■ **Exercise details**: Look below for the line with "target | gothic window", and from there restate every line word for word until the entries end.

┌─ Information provided

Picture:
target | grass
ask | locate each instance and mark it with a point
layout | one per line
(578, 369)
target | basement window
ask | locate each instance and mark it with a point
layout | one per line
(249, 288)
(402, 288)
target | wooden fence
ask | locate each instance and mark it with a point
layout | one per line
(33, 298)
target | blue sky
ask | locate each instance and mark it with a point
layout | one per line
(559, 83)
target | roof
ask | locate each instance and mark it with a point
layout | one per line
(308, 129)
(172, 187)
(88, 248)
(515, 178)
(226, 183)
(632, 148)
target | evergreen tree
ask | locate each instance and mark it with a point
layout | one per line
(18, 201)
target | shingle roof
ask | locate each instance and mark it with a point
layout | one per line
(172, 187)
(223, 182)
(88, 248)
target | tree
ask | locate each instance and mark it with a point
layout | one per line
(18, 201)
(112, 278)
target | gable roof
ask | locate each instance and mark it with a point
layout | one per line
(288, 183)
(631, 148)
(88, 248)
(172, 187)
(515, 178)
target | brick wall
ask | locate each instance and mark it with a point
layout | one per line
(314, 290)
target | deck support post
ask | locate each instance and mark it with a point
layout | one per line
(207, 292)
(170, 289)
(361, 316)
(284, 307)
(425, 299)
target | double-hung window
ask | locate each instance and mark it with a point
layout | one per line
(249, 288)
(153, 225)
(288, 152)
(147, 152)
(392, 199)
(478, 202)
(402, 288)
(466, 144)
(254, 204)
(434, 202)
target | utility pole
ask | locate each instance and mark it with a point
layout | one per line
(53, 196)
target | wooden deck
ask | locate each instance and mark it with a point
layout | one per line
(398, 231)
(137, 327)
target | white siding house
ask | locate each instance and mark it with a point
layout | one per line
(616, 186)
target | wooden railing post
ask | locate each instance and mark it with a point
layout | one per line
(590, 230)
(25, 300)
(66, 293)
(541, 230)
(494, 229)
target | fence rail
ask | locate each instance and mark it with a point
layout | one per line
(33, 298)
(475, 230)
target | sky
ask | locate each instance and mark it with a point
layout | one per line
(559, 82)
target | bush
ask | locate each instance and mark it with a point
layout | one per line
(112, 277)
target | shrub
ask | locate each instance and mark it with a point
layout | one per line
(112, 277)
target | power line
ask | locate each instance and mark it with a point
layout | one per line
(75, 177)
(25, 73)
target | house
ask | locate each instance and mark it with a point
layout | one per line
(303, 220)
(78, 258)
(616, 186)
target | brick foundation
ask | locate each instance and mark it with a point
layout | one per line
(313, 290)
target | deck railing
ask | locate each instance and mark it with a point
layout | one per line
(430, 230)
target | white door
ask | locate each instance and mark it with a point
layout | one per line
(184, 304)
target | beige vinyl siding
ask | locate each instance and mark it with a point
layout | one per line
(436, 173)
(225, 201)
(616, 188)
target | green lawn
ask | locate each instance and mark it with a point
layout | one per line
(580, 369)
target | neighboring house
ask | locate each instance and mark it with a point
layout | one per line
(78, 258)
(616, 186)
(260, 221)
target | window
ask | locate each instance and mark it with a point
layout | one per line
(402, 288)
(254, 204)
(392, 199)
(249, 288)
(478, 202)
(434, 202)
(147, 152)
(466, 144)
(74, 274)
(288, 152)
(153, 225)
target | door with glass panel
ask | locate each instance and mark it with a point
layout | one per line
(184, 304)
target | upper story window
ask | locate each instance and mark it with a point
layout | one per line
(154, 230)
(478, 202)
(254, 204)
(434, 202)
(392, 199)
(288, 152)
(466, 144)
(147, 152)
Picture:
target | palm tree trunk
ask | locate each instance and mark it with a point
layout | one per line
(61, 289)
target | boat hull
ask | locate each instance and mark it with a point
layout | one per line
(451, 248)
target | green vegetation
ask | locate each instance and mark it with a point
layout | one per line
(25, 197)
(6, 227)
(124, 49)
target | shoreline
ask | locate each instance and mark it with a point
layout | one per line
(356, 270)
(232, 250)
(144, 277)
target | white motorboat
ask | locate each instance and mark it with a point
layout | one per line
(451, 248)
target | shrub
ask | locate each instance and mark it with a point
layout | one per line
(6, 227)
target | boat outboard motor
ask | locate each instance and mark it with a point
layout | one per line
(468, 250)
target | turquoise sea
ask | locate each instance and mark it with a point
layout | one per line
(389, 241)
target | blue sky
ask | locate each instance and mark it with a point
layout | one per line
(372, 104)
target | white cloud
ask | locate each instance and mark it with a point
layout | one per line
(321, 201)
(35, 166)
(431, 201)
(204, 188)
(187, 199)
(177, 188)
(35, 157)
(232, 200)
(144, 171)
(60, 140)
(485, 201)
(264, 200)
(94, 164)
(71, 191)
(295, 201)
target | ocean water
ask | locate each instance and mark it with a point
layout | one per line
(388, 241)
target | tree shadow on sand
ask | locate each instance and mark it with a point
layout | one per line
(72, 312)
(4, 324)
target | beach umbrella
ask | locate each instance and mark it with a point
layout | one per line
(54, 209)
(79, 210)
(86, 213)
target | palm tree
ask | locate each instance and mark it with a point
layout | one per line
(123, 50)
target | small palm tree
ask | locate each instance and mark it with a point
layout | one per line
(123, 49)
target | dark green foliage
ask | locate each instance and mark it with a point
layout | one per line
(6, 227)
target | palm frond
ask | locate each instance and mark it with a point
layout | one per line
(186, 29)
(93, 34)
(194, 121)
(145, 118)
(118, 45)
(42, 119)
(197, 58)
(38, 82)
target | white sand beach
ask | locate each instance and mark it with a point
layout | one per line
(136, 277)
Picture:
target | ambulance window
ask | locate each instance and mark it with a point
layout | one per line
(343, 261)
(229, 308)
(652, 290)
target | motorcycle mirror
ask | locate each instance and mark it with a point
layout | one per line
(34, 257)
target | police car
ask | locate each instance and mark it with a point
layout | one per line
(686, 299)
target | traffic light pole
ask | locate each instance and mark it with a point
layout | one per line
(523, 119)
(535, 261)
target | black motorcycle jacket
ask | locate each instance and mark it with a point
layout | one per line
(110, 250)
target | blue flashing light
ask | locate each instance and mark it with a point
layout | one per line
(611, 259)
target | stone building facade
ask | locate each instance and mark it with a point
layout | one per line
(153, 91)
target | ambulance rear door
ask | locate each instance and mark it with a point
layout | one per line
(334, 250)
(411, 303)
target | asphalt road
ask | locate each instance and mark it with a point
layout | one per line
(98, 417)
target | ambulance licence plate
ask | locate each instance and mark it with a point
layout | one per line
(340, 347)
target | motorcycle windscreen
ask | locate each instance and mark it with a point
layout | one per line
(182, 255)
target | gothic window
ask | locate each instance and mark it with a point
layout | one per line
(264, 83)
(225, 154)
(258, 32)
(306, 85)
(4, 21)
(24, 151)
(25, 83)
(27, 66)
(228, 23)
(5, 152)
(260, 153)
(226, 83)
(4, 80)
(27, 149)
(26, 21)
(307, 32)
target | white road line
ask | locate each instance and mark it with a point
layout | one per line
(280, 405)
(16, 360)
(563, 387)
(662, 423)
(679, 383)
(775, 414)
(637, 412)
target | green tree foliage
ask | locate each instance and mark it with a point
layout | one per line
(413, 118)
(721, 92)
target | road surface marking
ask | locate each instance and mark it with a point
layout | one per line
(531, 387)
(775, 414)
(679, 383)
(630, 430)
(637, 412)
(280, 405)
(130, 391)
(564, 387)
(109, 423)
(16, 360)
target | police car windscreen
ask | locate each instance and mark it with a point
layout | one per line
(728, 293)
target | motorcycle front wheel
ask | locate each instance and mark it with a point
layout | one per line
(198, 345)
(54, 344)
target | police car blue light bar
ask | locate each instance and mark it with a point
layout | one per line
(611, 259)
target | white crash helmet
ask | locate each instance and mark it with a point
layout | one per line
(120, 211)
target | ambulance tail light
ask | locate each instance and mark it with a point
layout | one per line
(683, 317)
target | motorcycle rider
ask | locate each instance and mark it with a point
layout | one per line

└─

■ **Expected answer**:
target | gothic window
ask | locate each instance and mark it with a point
layout | one per line
(264, 83)
(225, 154)
(258, 32)
(306, 85)
(4, 21)
(24, 151)
(25, 83)
(27, 66)
(228, 23)
(5, 152)
(260, 153)
(226, 83)
(4, 80)
(27, 149)
(26, 21)
(307, 32)
target | white road line
ask | locate each instance and mark it with a point
layout | one per line
(280, 405)
(16, 360)
(563, 387)
(662, 423)
(679, 383)
(775, 414)
(637, 412)
target | green tree foliage
ask | locate each instance and mark it with a point
layout | one per line
(413, 118)
(721, 92)
target | road surface marking
ask | locate each instance and mark it with a point
layout | one per line
(531, 387)
(775, 414)
(679, 383)
(630, 430)
(637, 412)
(280, 405)
(130, 391)
(564, 387)
(109, 423)
(16, 360)
target | police car windscreen
ask | locate each instance and mark it with a point
layout | one per line
(728, 293)
target | motorcycle front wheel
ask | locate each instance and mark it with a point
layout | one per line
(198, 345)
(54, 344)
target | police car blue light bar
ask | locate each instance and mark it with a point
layout | one per line
(611, 259)
target | white crash helmet
ask | locate each instance and mark it with a point
layout | one per line
(120, 211)
target | ambulance tail light
ask | locate each instance and mark it with a point
layout | one per line
(683, 317)
target | motorcycle rider
ask | locate each instance and mark it with a point
layout | one per line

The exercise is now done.